▶ **Task statement**
Print the entire listing. Each line must match the original exactly.
+++
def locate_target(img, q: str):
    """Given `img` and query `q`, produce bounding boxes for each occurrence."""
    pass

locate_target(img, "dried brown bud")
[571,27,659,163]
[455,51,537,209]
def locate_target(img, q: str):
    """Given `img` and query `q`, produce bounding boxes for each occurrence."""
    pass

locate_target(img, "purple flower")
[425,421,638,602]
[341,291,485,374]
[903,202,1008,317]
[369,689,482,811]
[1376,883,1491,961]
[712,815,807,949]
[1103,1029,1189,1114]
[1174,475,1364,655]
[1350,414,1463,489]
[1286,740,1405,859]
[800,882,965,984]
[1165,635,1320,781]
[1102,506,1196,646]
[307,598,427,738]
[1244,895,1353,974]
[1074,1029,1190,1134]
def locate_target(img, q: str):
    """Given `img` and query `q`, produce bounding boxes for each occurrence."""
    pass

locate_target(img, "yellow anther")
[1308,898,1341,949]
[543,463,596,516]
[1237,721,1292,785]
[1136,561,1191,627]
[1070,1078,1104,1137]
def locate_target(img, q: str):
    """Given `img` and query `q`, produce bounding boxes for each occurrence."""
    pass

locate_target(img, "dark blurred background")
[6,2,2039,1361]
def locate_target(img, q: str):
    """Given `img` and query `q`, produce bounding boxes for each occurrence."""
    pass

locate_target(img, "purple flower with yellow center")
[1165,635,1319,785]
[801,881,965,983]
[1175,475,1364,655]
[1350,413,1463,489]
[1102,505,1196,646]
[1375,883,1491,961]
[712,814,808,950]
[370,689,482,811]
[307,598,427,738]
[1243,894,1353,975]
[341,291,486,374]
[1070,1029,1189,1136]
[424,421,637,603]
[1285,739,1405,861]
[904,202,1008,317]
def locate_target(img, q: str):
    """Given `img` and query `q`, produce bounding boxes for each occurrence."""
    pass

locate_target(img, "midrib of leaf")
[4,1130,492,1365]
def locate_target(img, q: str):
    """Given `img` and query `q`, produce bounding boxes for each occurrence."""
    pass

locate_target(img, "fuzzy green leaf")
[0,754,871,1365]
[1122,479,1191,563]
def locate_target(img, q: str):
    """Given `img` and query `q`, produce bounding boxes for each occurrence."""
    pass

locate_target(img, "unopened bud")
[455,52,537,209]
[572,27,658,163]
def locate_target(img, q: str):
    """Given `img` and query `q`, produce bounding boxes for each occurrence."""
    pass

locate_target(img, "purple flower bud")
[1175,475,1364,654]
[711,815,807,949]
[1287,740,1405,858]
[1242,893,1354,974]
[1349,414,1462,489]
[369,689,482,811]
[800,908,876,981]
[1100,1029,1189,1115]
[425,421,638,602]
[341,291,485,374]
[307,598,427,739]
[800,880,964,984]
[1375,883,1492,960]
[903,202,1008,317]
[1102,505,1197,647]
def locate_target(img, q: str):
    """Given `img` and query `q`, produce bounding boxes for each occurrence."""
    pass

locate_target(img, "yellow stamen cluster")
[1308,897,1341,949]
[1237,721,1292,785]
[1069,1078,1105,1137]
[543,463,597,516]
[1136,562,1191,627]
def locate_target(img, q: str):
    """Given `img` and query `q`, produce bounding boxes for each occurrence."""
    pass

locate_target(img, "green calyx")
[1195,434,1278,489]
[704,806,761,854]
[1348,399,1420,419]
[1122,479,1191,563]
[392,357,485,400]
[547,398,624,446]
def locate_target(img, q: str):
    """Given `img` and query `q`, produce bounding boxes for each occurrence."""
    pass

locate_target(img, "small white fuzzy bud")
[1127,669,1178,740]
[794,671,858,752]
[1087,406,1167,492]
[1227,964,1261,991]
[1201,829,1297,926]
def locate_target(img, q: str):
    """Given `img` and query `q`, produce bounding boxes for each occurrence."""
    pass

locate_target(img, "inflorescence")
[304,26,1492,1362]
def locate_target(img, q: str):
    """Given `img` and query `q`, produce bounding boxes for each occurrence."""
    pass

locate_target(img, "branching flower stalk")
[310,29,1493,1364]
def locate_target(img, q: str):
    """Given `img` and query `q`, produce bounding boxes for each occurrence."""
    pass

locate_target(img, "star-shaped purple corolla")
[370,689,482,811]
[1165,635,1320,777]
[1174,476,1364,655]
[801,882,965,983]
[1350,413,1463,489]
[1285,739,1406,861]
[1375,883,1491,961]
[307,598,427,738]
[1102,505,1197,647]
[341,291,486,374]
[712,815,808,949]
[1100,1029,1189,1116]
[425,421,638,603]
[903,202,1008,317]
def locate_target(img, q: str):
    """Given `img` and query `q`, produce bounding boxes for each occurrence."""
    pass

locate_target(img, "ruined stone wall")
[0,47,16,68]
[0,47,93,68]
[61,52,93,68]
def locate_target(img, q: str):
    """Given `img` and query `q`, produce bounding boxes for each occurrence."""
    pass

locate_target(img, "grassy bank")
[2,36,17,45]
+++
▶ **Answer section**
def locate_target(img, q: str):
    """Given `img` and query `q`, produce bounding boxes for each occurrence."""
    pass

locate_target(img, "dried brown bud")
[571,27,659,163]
[455,51,537,209]
def locate_target(img, q: str):
    """Given `img` and query `q`, produce bounding boxes for each occurrence."""
    pass

locate_target(img, "purple flower")
[425,421,638,602]
[341,291,485,374]
[903,202,1008,317]
[369,689,482,811]
[1376,883,1491,961]
[712,815,807,949]
[1103,1029,1189,1114]
[1174,475,1364,655]
[1350,414,1463,489]
[1286,740,1405,859]
[800,882,965,984]
[1165,635,1320,781]
[1102,506,1196,646]
[307,598,427,738]
[1244,895,1353,974]
[1074,1029,1190,1134]
def locate_target(img, q: str):
    """Given `img` and query `q`, produce bounding boxes for each occurrence."""
    pass

locate_target(img, "yellow anther")
[1308,898,1341,949]
[543,463,596,516]
[1237,721,1292,785]
[1136,561,1191,627]
[1070,1078,1104,1137]
def locate_target(img, q: str):
    """Given `img` and query `q`, produce bounding boxes for each occurrence."""
    pass

locate_target(img, "dark blurred background")
[6,2,2039,1361]
def locate_target(img, q: str):
    """Given `img` and query `q`, produce bounding boxes for each occurrence."""
    pass

locate_target(img, "purple flower with yellow center")
[1165,635,1319,785]
[801,881,965,983]
[1175,475,1364,655]
[1350,413,1463,489]
[1102,505,1196,646]
[1375,883,1491,961]
[712,814,808,950]
[370,689,482,811]
[307,598,427,738]
[1243,894,1353,975]
[341,291,486,374]
[1070,1029,1189,1136]
[424,421,637,603]
[1285,739,1405,861]
[904,202,1008,317]
def locate_target(img, q: str):
    """Given `img` and query `q`, produce bounding boxes for each occurrence."""
    pass

locate_target(img, "midrib of leaf")
[4,1130,492,1365]
def locate_target(img, q: str):
    """Given `img` and query `q`, produce bounding boxes for each occurrence."""
    pass

locate_target(img, "fuzzy green leaf")
[0,754,871,1365]
[1122,479,1191,563]
def locate_target(img, q: str):
    """Given `img` and query `q`, produce bounding boxes for each occurrence."""
    pass

locate_target(img, "unopened bud")
[455,52,537,209]
[572,27,658,163]
def locate_target(img, q: str):
    """Given `img` and query `q`, produce bounding boxes for each occurrence."""
    pass

locate_target(img, "purple flower bud")
[1175,475,1364,654]
[711,815,807,949]
[1287,740,1405,858]
[1242,893,1354,974]
[1349,414,1462,489]
[369,689,482,811]
[800,908,876,981]
[1100,1029,1189,1115]
[425,421,638,602]
[341,291,485,374]
[307,598,427,739]
[800,880,964,984]
[1375,883,1492,960]
[903,202,1008,317]
[1102,505,1197,647]
def locate_target(img, q: str):
    """Given `img` and query `q`, produce bounding boxes for each occurrence."""
    pass

locate_target(img, "yellow stamen cluster")
[1308,897,1341,949]
[1237,721,1292,785]
[1069,1078,1105,1137]
[543,463,597,516]
[1136,562,1191,627]
def locate_target(img, q: str):
    """Given `img` and query `q`, produce bounding boxes for each occurrence."""
    pass

locate_target(img, "green calyx")
[1195,434,1278,489]
[704,806,761,854]
[1348,399,1420,419]
[1122,479,1191,563]
[392,357,485,400]
[547,398,624,446]
def locate_target(img, q: str):
    """Given `img` and query `q`, produce bounding boxes for each occurrence."""
    pass

locate_target(img, "small white fuzzy bud")
[1127,669,1178,740]
[794,671,858,752]
[1087,406,1167,492]
[1227,964,1261,991]
[1201,829,1297,926]
def locate_target(img, q: str):
    """Given `img` and query `q`, produce bounding boxes for each occurrence."""
    pass

locate_target(img, "inflorescence")
[304,26,1492,1362]
def locate_target(img, q: str):
    """Given `img` and query `q`, produce bounding boxes for each occurrence."""
    pass

locate_target(img, "branching flower stalk")
[310,29,1493,1364]
def locate_target(img, q: str):
    """Given `img` and query `q`, produce bounding boxes for each occurrence."""
    pass

locate_target(img, "star-shaped purple corolla")
[370,689,482,811]
[1165,635,1320,777]
[1174,476,1364,655]
[801,882,965,983]
[1350,413,1463,489]
[1285,739,1406,861]
[1375,883,1491,961]
[307,598,427,738]
[1102,505,1197,647]
[341,291,486,374]
[712,815,808,949]
[1100,1029,1189,1116]
[425,421,638,603]
[903,202,1008,317]
def locate_target(img, q: str):
    """Given `img` and query `q`, produce bounding boxes for each occurrence."""
    pass

locate_target(img, "ruined stone wall")
[0,47,16,68]
[0,47,93,68]
[61,52,93,68]
def locate_target(img, q: str):
    """Given `img` and query `q`, produce bounding boxes for each occurrence."""
    pass

locate_target(img, "grassy bank")
[2,36,17,45]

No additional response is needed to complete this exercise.